Work required » Scan the material for the word "metal", and copy each line where it shows up.

Extracted records »
· · · · ·

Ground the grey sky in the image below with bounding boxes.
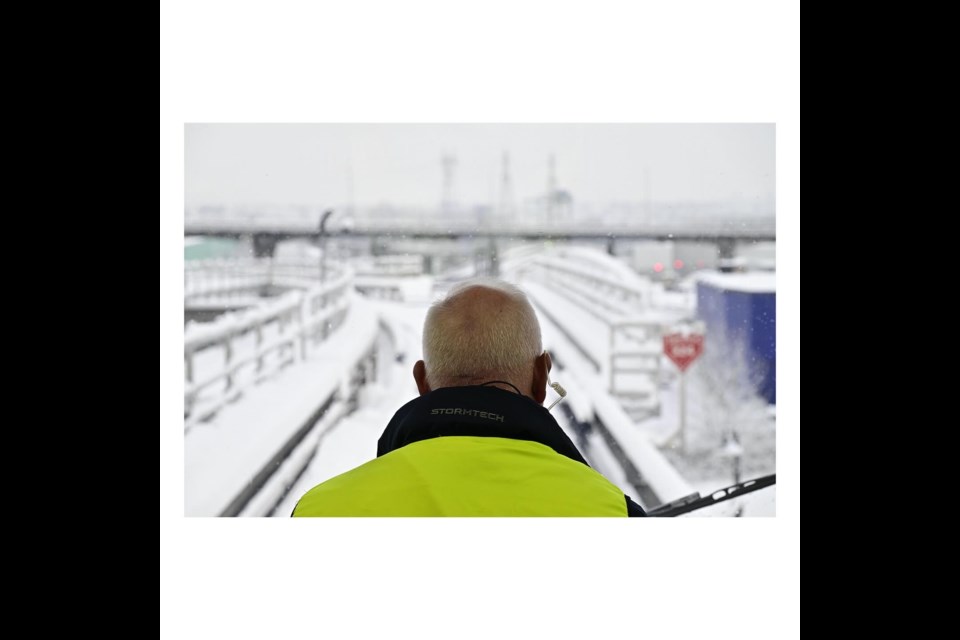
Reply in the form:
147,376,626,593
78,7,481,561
185,124,774,209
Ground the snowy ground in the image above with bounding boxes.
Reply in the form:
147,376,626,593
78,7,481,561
184,294,379,516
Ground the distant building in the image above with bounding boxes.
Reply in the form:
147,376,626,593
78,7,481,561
546,188,573,220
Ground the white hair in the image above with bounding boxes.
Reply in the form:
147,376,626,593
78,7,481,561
422,278,543,390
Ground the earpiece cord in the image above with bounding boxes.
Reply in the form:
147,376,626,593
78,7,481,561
479,380,524,396
479,379,568,412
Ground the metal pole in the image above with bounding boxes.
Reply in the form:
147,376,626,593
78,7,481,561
679,371,687,453
320,235,328,283
318,209,334,284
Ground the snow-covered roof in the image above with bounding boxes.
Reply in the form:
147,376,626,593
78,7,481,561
695,270,776,293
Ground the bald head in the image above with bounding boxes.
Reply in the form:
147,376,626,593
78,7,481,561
414,278,551,402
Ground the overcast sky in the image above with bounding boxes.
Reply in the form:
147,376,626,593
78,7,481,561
186,123,773,210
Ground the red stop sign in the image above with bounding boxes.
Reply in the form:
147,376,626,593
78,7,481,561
663,334,704,372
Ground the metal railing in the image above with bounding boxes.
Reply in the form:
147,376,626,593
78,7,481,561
184,267,353,429
519,255,664,420
185,257,324,301
529,255,649,309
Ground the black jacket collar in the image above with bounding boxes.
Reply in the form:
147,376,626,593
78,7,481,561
377,385,589,466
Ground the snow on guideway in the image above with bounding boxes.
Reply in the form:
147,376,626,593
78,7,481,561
183,270,775,515
184,291,380,516
184,252,775,517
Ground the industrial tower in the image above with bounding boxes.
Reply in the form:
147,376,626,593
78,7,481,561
441,154,457,217
499,151,514,220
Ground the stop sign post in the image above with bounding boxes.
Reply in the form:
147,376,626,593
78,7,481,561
663,332,704,452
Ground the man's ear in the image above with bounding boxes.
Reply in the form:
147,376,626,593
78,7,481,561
531,351,552,405
413,360,431,396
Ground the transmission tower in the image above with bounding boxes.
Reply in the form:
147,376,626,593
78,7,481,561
546,153,557,222
441,154,457,217
499,151,514,219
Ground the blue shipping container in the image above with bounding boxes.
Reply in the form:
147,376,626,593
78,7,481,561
696,273,776,404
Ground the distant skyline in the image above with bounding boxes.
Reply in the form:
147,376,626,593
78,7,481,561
186,124,774,211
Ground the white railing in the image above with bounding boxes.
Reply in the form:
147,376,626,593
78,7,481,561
517,254,664,420
185,257,325,301
184,268,353,429
353,254,424,277
527,254,649,310
354,281,404,301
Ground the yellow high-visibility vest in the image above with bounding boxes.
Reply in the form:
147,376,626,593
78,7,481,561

· · · · ·

Answer »
Ground the metal pole in the image above with bounding boxes.
Ground the metal railing in the image above with bounding boxes.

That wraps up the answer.